Print every record word for word.

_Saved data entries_
==============================
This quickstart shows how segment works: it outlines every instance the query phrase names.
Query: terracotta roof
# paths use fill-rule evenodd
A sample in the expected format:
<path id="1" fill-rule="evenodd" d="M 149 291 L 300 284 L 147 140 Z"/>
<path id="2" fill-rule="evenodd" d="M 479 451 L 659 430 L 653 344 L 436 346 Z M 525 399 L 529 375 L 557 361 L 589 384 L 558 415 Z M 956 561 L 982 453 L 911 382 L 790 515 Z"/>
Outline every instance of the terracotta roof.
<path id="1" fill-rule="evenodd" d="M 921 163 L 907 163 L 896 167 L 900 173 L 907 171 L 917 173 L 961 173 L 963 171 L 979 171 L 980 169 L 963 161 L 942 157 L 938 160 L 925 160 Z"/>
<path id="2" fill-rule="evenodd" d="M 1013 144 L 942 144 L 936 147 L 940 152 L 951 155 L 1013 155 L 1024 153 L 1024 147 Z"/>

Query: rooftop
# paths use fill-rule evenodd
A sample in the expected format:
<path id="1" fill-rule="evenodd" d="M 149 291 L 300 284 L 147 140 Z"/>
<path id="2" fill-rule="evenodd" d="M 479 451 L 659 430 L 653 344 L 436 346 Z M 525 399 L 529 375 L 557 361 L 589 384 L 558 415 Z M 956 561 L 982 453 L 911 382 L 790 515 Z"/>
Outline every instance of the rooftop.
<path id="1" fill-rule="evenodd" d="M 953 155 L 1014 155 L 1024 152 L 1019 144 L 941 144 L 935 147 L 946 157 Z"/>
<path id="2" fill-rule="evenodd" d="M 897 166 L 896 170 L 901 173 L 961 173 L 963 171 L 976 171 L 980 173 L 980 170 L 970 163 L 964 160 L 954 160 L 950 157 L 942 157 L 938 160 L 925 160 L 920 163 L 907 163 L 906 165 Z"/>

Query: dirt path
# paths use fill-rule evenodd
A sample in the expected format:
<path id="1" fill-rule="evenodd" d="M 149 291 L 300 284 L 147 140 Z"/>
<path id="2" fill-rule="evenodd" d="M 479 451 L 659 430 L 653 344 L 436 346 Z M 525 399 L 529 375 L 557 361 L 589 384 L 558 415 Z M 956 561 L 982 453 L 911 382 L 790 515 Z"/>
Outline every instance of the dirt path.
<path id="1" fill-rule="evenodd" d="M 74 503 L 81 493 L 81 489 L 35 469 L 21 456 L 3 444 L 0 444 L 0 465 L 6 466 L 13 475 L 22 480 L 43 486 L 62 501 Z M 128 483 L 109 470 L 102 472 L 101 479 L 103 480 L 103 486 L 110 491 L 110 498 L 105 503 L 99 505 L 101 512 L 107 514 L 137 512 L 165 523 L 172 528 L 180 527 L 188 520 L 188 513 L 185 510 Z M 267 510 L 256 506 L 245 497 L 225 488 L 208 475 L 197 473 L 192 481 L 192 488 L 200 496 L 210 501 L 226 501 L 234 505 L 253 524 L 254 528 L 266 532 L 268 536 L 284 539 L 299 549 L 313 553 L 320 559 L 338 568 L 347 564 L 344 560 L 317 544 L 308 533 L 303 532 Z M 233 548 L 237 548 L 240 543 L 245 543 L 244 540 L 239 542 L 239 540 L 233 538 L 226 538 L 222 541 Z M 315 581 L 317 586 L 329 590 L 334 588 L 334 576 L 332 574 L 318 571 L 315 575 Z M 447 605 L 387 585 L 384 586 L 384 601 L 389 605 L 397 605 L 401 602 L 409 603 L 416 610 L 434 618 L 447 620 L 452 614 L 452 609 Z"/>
==============================
_Solution to this task_
This quickstart shows how segment works: it outlines every instance the query phrase names.
Query: terracotta roof
# paths use fill-rule evenodd
A sample in the expected format:
<path id="1" fill-rule="evenodd" d="M 149 291 L 300 284 L 147 140 Z"/>
<path id="2" fill-rule="evenodd" d="M 479 451 L 659 430 L 653 344 L 436 346 Z M 525 399 L 529 375 L 557 361 L 589 384 L 558 415 Z M 956 561 L 982 453 L 911 382 L 790 515 Z"/>
Outline every instance of the terracotta roof.
<path id="1" fill-rule="evenodd" d="M 921 163 L 907 163 L 896 167 L 900 173 L 907 171 L 917 173 L 961 173 L 963 171 L 979 171 L 980 169 L 963 161 L 942 157 L 938 160 L 925 160 Z"/>
<path id="2" fill-rule="evenodd" d="M 1013 144 L 942 144 L 936 147 L 940 152 L 951 155 L 1013 155 L 1024 153 L 1024 147 Z"/>

Query: rooftop
# paths use fill-rule evenodd
A sample in the expected format:
<path id="1" fill-rule="evenodd" d="M 149 291 L 300 284 L 147 140 Z"/>
<path id="2" fill-rule="evenodd" d="M 479 451 L 659 430 L 653 344 L 436 346 Z M 525 399 L 529 375 L 557 361 L 589 384 L 558 415 Z M 956 561 L 982 453 L 911 382 L 790 515 Z"/>
Outline every instance of the rooftop.
<path id="1" fill-rule="evenodd" d="M 953 155 L 1014 155 L 1024 152 L 1019 144 L 941 144 L 935 147 L 946 157 Z"/>
<path id="2" fill-rule="evenodd" d="M 897 166 L 896 170 L 901 173 L 961 173 L 963 171 L 976 171 L 980 173 L 980 170 L 970 163 L 964 160 L 954 160 L 950 157 L 942 157 L 938 160 L 925 160 L 920 163 L 907 163 L 906 165 Z"/>

Query: dirt path
# paths use fill-rule evenodd
A sample in the expected format:
<path id="1" fill-rule="evenodd" d="M 149 291 L 300 284 L 147 140 Z"/>
<path id="2" fill-rule="evenodd" d="M 479 451 L 659 430 L 653 344 L 436 346 Z M 525 399 L 529 375 L 557 361 L 589 384 L 558 415 Z M 956 561 L 982 453 L 911 382 L 790 515 Z"/>
Outline every instance of the dirt path.
<path id="1" fill-rule="evenodd" d="M 74 503 L 81 493 L 81 489 L 35 469 L 21 456 L 3 444 L 0 444 L 0 465 L 6 466 L 13 475 L 22 480 L 43 486 L 62 501 Z M 128 483 L 109 470 L 102 472 L 101 479 L 103 480 L 103 486 L 110 491 L 110 498 L 105 503 L 99 505 L 101 512 L 107 514 L 137 512 L 165 523 L 172 528 L 180 527 L 188 520 L 188 513 L 185 510 Z M 267 510 L 256 506 L 245 497 L 225 488 L 208 475 L 197 473 L 192 481 L 192 488 L 200 496 L 210 501 L 226 501 L 234 505 L 253 524 L 254 528 L 266 532 L 268 536 L 284 539 L 299 549 L 313 553 L 320 559 L 338 568 L 347 564 L 344 560 L 317 544 L 308 533 L 303 532 Z M 233 548 L 237 548 L 240 543 L 245 543 L 244 540 L 239 542 L 239 540 L 233 538 L 226 538 L 222 541 Z M 315 581 L 317 586 L 329 590 L 334 588 L 334 576 L 332 574 L 318 571 L 315 575 Z M 447 605 L 387 585 L 384 586 L 384 601 L 389 605 L 397 605 L 401 602 L 409 603 L 416 610 L 434 618 L 447 620 L 452 614 L 452 609 Z"/>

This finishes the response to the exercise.